Exercise aim. Word for word, write out all of the data below.

Content starts

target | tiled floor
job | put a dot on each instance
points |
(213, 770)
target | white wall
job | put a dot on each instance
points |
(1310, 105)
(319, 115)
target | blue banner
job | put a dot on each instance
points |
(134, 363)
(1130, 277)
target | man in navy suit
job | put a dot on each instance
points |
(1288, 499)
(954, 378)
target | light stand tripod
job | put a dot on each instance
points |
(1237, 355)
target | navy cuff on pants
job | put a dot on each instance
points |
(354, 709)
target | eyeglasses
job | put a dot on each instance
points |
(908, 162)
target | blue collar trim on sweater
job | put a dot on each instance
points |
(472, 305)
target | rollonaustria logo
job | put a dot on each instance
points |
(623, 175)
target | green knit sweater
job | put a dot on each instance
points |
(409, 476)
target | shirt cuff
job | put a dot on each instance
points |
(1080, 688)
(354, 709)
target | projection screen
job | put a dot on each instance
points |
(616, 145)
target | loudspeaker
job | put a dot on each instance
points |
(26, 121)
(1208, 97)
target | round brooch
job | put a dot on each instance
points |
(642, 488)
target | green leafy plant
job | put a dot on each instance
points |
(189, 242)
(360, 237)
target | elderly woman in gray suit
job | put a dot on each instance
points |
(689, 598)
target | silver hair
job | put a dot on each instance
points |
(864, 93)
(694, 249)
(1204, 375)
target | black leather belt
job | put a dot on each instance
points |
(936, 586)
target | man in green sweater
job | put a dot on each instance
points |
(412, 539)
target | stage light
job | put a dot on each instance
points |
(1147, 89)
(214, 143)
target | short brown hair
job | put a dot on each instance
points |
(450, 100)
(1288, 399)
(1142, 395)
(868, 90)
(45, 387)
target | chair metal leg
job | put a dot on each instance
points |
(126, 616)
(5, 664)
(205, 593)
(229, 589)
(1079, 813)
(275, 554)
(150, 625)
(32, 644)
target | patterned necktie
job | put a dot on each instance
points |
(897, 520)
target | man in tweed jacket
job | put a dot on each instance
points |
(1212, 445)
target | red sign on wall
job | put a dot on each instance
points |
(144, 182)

Content ends

Written response.
target | tiled floor
job | put a dot on each instance
points |
(213, 770)
target | white wall
job | put a dot on each instance
points |
(1310, 105)
(319, 115)
target | blue banner
job | put a dot on each instance
points |
(134, 363)
(1130, 277)
target | man in navy suit
job | put a dot on each instance
points |
(1288, 499)
(954, 378)
target | light stand tripod
job | put a dot on each instance
points |
(1237, 355)
target | navy cuff on pants
job | put a dot on each instance
points |
(354, 709)
target | eyeglasses
job | put a dot on each instance
points |
(908, 162)
target | blue collar trim on sweater
job | put a dot on each instance
points |
(472, 305)
target | rollonaustria logo
job | put a dot on each instance
points |
(623, 175)
target | green knit sweater
job | put a dot on each instance
points |
(409, 476)
target | shirt cuff
job | put a dot on each instance
points |
(1080, 688)
(354, 709)
target | projection screen
job | put a dot on each instance
points |
(616, 145)
target | loudspeaker
job | put a dot on each instance
points |
(26, 121)
(1208, 97)
target | round brooch
job | put a dot on each instance
points |
(642, 488)
target | green leafy plant
job | put a dot on each instance
points |
(189, 242)
(360, 237)
target | elderly woman in gray suit
job | put a dot on each instance
points |
(689, 598)
target | silver hair
job | put a dot on each instance
points |
(864, 93)
(694, 249)
(1204, 375)
target | black leather belt
job | put a dot on each instance
points |
(936, 586)
target | man in green sweater
job | put a dot on each instance
points |
(412, 539)
target | stage light
job | put a dot on each instance
points |
(1147, 89)
(214, 143)
target | short brown hair
job | put a dot on each instance
points |
(450, 100)
(1288, 399)
(1142, 395)
(868, 90)
(45, 387)
target | chair metal leg
job | put a dot on each instance
points |
(126, 616)
(5, 664)
(205, 593)
(229, 589)
(1079, 813)
(275, 554)
(150, 625)
(32, 644)
target | patterned necktie
job | put a dot on each instance
points |
(897, 520)
target | man in tweed jacket
job | put a dot on each instance
points |
(1212, 445)
target | red sign on wall
job | put a dot on each instance
points |
(144, 182)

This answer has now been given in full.